(Saved data entries)
|---|

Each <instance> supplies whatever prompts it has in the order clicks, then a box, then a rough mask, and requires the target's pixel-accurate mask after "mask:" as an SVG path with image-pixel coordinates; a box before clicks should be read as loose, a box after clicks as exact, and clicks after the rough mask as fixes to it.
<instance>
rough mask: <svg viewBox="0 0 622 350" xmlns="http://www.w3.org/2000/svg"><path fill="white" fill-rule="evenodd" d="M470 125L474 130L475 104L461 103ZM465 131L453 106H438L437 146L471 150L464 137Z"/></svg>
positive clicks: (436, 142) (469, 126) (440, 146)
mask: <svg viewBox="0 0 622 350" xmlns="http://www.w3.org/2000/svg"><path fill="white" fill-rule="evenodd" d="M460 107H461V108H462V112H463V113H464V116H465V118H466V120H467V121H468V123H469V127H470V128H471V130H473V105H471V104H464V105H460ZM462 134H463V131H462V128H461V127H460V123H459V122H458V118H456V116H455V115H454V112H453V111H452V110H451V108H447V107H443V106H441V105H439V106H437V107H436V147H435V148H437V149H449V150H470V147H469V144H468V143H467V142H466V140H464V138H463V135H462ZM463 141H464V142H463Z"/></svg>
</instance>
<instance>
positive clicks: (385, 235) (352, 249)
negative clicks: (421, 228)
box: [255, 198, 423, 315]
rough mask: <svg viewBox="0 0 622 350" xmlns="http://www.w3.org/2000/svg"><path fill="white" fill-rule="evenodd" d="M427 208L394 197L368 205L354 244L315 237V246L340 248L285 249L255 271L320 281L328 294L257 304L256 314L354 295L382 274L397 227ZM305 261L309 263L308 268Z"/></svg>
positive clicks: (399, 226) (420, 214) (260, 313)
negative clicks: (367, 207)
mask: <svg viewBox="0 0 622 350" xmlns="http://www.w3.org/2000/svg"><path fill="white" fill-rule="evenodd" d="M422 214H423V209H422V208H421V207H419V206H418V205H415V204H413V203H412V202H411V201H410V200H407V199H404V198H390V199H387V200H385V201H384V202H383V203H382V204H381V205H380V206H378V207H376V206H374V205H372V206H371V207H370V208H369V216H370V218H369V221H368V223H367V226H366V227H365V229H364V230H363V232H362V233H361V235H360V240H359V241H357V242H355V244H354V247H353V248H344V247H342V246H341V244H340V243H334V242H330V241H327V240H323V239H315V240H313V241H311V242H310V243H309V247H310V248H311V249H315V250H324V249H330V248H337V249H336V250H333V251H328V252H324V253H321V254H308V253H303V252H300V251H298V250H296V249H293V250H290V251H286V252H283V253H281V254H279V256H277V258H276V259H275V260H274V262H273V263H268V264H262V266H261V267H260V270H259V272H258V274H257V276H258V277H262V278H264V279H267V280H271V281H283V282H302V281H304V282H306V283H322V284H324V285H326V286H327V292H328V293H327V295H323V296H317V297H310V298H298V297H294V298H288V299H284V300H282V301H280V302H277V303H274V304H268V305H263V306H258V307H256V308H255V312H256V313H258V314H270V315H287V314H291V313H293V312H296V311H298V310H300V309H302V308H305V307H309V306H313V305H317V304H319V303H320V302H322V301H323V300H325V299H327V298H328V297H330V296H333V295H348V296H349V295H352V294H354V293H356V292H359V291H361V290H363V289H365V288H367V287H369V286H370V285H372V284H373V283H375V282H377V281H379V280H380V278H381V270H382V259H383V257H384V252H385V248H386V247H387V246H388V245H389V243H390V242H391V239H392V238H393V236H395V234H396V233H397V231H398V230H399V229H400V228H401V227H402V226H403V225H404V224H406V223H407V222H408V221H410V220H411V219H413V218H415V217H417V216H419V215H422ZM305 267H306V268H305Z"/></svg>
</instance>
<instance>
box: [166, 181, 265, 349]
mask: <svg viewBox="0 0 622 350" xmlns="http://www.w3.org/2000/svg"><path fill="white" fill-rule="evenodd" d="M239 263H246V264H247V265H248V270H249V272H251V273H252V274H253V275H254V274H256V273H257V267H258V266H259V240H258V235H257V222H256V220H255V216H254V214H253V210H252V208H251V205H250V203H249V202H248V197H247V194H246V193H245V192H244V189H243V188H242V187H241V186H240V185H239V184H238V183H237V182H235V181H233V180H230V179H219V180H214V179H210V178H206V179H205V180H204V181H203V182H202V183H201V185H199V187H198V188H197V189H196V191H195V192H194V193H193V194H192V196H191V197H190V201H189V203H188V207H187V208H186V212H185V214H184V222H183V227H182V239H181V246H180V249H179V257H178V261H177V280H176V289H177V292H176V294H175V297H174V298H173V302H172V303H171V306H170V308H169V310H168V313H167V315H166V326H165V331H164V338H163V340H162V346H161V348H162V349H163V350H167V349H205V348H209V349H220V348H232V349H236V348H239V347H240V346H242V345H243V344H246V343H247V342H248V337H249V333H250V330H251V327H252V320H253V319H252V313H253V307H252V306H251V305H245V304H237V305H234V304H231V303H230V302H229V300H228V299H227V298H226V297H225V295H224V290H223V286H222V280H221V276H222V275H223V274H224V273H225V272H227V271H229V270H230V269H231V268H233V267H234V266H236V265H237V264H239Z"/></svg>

|---|

> _Task requirements_: Copy all of the material above, word for word.

> _Answer section_:
Each <instance> supplies whatever prompts it has in the order clicks, then a box, then a rough mask, and requires the target's pixel-accurate mask after "mask:" as an SVG path with image-pixel coordinates; a box before clicks should be read as loose, a box after clicks as exact, and clicks after the rough mask as fixes to it.
<instance>
rough mask: <svg viewBox="0 0 622 350" xmlns="http://www.w3.org/2000/svg"><path fill="white" fill-rule="evenodd" d="M470 125L474 130L475 104L461 103ZM465 131L453 106H438L437 146L471 150L464 137Z"/></svg>
positive clicks: (436, 142) (469, 126) (440, 146)
mask: <svg viewBox="0 0 622 350" xmlns="http://www.w3.org/2000/svg"><path fill="white" fill-rule="evenodd" d="M460 107H461V108H462V112H463V113H464V116H465V118H466V120H467V121H468V123H469V127H470V128H471V130H473V105H471V104H464V105H460ZM462 134H463V131H462V128H461V127H460V123H459V122H458V118H456V116H455V115H454V112H453V111H452V110H451V108H447V107H443V106H441V105H439V106H437V107H436V147H435V148H437V149H449V150H470V147H469V144H468V143H467V142H466V140H464V138H463V135H462ZM463 141H464V142H463Z"/></svg>
</instance>
<instance>
positive clicks: (385, 235) (352, 249)
negative clicks: (421, 228)
box: [255, 198, 423, 315]
rough mask: <svg viewBox="0 0 622 350" xmlns="http://www.w3.org/2000/svg"><path fill="white" fill-rule="evenodd" d="M427 208L394 197L368 205L354 244L315 237V246L340 248L285 249L255 271L320 281L328 294L257 304L256 314L354 295L382 274L397 227ZM305 261L309 263L308 268Z"/></svg>
positive clicks: (399, 226) (420, 214) (260, 313)
negative clicks: (367, 207)
mask: <svg viewBox="0 0 622 350" xmlns="http://www.w3.org/2000/svg"><path fill="white" fill-rule="evenodd" d="M422 214H423V209H422V208H421V207H419V206H418V205H415V204H413V203H412V202H411V201H410V200H407V199H404V198H390V199H387V200H385V201H384V202H383V203H382V204H381V205H380V206H378V207H376V206H374V205H372V206H371V207H370V208H369V216H370V218H369V221H368V223H367V226H366V227H365V229H364V230H363V232H362V233H361V235H360V240H359V241H357V242H355V244H354V247H353V248H344V247H342V246H341V244H340V243H334V242H330V241H327V240H323V239H315V240H313V241H311V242H310V243H309V247H310V248H311V249H315V250H324V249H330V248H337V249H336V250H333V251H328V252H324V253H321V254H308V253H303V252H300V251H298V250H296V249H293V250H290V251H286V252H283V253H281V254H279V256H277V258H276V259H275V260H274V262H273V263H268V264H262V266H261V267H260V270H259V272H258V274H257V276H258V277H262V278H264V279H267V280H271V281H283V282H302V281H304V282H306V283H322V284H324V285H326V286H327V292H328V293H327V295H323V296H317V297H310V298H298V297H294V298H288V299H284V300H282V301H280V302H277V303H274V304H268V305H263V306H258V307H256V308H255V312H256V313H258V314H270V315H287V314H291V313H293V312H296V311H298V310H300V309H302V308H305V307H309V306H313V305H317V304H319V303H320V302H322V301H323V300H325V299H327V298H328V297H330V296H333V295H348V296H349V295H352V294H354V293H356V292H359V291H361V290H363V289H365V288H367V287H369V286H370V285H372V284H373V283H375V282H377V281H379V280H380V278H381V270H382V259H383V257H384V252H385V248H386V247H387V246H388V245H389V243H390V242H391V239H392V238H393V236H395V234H396V233H397V231H398V230H399V229H400V228H401V227H402V226H403V225H404V224H406V223H407V222H408V221H410V220H411V219H413V218H415V217H417V216H419V215H422ZM305 267H306V268H305Z"/></svg>
</instance>
<instance>
box: [166, 181, 265, 349]
mask: <svg viewBox="0 0 622 350" xmlns="http://www.w3.org/2000/svg"><path fill="white" fill-rule="evenodd" d="M239 263H246V264H247V265H248V270H249V272H251V273H252V274H253V275H254V274H256V273H257V267H258V266H259V240H258V235H257V222H256V220H255V216H254V214H253V210H252V208H251V205H250V203H249V202H248V197H247V194H246V193H245V192H244V189H243V188H242V187H241V186H240V185H239V184H238V183H237V182H235V181H233V180H230V179H219V180H214V179H210V178H206V179H205V180H204V181H203V182H202V183H201V185H199V187H198V188H197V189H196V191H195V192H194V193H193V194H192V196H191V197H190V201H189V203H188V207H187V208H186V212H185V214H184V222H183V227H182V239H181V246H180V249H179V257H178V261H177V280H176V289H177V292H176V294H175V297H174V298H173V302H172V303H171V306H170V308H169V310H168V313H167V315H166V326H165V331H164V338H163V340H162V346H161V348H162V349H163V350H167V349H205V348H209V349H220V348H232V349H236V348H239V347H240V346H242V345H243V344H246V343H247V342H248V337H249V333H250V330H251V327H252V320H253V319H252V313H253V307H252V306H251V305H245V304H237V305H234V304H231V303H230V302H229V300H228V299H227V298H226V297H225V295H224V290H223V286H222V280H221V276H222V275H223V274H224V273H225V272H227V271H229V270H230V269H231V268H233V267H234V266H236V265H237V264H239Z"/></svg>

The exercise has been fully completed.